→ PASSAGE TO READ:

[CONTENT WARNING: Details that polite people never mention - hopefully not too rude for this site]
Autistic people tend to be good in lots of technical trades where you can focus on stuff without humaning, from IT to accounting to engineering to crafty things. BUT:
• We're often crap in new social situations, such as job interviews or networking, where we don't know whose body language to mirror, loathe small talk, and may still break eye contact to think (including during sex). For honest details [I prefer and consent to blunt honesty] ask 3 [I'd only tag them with permission] Langtrees Ladies who were available at 2am on Sunday night/Monday morning.
• We can usually handle normal life, but we can break easily if we push ourselves too far and don't have time to defrag - so cannot handle repeated 60+ (depends on person) hour weeks.
• We're crap at empathy, difficult conversations with normies and reading normy vibes, making us useless at enthusing normies or dealing nicely with incompetent and/or crying minions. This makes us useless at any job that requires leadership, and not just management.
• We're not good with bulldust, making us crap at jobs requiring us to lie and be lied to, from HR to executive management, to complex negotiations to selling investments.

→ PROVIDED INFORMATION:
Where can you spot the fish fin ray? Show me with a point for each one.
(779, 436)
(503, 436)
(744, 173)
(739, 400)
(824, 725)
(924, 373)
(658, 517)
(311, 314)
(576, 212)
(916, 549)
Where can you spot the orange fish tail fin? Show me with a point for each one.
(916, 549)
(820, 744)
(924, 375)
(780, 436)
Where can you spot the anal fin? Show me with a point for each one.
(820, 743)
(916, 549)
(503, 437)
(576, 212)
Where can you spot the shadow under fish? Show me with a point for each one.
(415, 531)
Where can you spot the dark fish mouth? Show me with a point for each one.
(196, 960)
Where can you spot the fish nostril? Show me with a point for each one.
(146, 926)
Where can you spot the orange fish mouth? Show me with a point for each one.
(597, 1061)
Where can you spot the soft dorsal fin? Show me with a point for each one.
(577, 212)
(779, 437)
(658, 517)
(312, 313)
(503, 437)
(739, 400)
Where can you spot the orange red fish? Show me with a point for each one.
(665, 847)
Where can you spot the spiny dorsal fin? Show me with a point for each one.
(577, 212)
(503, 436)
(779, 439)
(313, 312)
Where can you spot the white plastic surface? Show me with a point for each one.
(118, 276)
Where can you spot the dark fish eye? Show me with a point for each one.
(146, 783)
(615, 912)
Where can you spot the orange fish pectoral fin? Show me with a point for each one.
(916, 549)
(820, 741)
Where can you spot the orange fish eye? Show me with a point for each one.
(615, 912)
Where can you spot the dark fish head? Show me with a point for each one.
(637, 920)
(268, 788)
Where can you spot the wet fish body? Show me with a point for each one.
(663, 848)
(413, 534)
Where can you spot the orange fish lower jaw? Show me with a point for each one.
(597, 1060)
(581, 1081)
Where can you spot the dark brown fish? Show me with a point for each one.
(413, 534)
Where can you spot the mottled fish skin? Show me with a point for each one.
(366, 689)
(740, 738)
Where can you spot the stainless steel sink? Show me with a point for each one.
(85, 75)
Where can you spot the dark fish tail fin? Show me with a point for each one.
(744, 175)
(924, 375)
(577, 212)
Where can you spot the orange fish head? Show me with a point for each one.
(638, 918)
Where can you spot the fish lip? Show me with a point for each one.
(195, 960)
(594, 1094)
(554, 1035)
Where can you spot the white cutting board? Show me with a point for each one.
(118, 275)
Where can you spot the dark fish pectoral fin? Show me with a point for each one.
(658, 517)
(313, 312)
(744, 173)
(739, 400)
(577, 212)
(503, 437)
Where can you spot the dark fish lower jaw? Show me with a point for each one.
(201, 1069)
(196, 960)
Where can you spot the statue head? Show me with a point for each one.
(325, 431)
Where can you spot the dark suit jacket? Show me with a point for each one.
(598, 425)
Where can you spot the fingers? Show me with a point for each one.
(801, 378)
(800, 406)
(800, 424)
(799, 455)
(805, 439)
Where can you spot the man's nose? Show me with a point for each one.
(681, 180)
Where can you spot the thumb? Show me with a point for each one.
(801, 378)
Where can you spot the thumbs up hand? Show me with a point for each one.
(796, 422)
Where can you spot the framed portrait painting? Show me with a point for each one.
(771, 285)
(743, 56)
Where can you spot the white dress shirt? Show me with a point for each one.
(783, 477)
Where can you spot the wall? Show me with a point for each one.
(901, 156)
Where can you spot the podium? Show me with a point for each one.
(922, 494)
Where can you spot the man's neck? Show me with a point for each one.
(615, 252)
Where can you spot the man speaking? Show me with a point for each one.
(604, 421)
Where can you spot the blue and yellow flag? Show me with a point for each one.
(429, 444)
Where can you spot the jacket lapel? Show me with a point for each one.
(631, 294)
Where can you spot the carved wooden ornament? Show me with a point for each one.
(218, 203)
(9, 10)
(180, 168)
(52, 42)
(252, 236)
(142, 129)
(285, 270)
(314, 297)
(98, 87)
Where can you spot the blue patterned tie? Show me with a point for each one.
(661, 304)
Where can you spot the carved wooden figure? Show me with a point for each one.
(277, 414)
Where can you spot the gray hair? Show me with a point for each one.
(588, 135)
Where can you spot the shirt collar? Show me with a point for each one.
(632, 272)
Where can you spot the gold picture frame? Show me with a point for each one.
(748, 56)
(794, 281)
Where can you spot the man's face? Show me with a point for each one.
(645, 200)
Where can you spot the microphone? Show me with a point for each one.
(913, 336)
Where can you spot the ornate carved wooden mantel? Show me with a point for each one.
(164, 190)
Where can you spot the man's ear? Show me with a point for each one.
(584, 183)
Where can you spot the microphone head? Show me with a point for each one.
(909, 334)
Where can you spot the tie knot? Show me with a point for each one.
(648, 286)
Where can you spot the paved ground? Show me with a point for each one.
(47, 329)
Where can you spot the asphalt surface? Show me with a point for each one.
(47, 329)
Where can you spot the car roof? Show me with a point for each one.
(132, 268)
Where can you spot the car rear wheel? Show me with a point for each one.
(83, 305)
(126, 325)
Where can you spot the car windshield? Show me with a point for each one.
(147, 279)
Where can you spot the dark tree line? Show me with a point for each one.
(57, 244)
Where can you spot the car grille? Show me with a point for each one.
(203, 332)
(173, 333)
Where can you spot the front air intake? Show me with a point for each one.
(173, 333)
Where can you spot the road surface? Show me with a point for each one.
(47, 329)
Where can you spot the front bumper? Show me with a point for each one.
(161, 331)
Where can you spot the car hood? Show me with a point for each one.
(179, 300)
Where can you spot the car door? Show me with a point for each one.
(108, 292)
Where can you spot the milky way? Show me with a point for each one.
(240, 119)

→ AIM OF THE TASK: Extend the post on autistic people at work beyond its final bullet point.

→ RESPONSE TO THIS TASK:
Together, this means we easily spend too long at uni... getting highly educated, then find it difficult finding good jobs quickly, then plateau in senior technical roles with minimal staff supervision, unless we're in technical workplaces like accounting or engineering firms.
This means that if you have a technical career, but don't stay in technical firms, your career plateaus very early at only about $100,000pa (in accounting), and stays there. In technical firms, your career can go a couple more steps until it is stopped by your poor networking/selling/bulldusting skills. BUT technical firms are often toxic and/or require occasional long hours - I quit this side of accounting industry a decade ago when I couldn't hack it.
The obvious career plateau gets frustrating after a few years.
I'd recommend seeking a technical career and trying to find a non-toxic firm full of experts, where your career can progress without changing employer every few years. If you're an accountant in Perth, there's a few workplaces I'd recommend, but only a few.